= 作業指示 =
a: エトガル・ケレットの短編集を紹介する文章で、短い作品の分量はどのように述べられているか答えてください。
b: エトガル・ケレットの短編集を紹介する文章を、最後の文の後から書き継いでください。

= 本文抜粋 =
──────

イスラエル生まれのクリエイター、エトガル・ケレットの短編集。

 

ジャンルはSFからファンタジー、歴史ものから小話まで多岐に渡り、突拍子もない設定や展開が目立つが、何気ない日常の出来事を題材とした作品もある。

 

感想

短い作品は4ページにも満たないが、どの作品も印象深く、読中・読後に考えさせられる内容ばかり。

 

説明不足や尻切れトンボで読者に欲求不満を抱かせるわけでなく、かといって微に入り細を穿つ詳述で読者の主体性を削ぐわけでもない、絶妙に調節された情報量の塩梅は、読者に程よく心地よい思索と想像の余地を提供してくれる。

 

簡潔な記述に死や別離といった重厚なテーマを織り込みつつ、非常に乾燥した筆致の風味は清浄で爽快であり、砂漠の砂を思わせる。

 

普遍的な人間の本質を掘り起こし、心理の核心を捉えて浮き彫る表現は、日本人には馴染みの薄いイスラエルの文化や歴史を色濃く反映した作品であっても身につまされる。

 

突拍子もない設定や展開を短い文章に詰め込むと気忙しい作品になりそうなものだが、本書に収められた作品についてはそんな感覚は覚えず、むしろのんびりと日向ぼっこをしながら風景を眺めているような、不可思議にリラックスした気分に浸れる。

──────

= 記録データ =
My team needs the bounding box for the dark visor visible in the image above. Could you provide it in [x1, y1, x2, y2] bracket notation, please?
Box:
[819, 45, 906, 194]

──────

= 解答例 =
a: 4ページにも満たないと述べられています。

b:
 

訳者あとがきで、作品を指して「スケッチ」という言葉が出て来るが、世界をありのままに記述するだけで、特定の感想を読者に強要しない「スケッチ」風の類まれな技巧は、読んでいて気楽であり、肩ひじ張らない開放感がこの不可思議なリラックスの源なのかもしれない。

 

終わりに

世間に氾濫する感動や興奮を強迫する創作物の荒波に辟易し消耗した手合いに、充実した息抜きの時間を与えてくれる本。

 

気楽に読めるのに深く考えさせられもし、何より目が離せない引力もあるという創作物にはなかなか出逢えず、たまさか本書に辿り着けたのは幸運だった。

 

また疲れたら読み返したい。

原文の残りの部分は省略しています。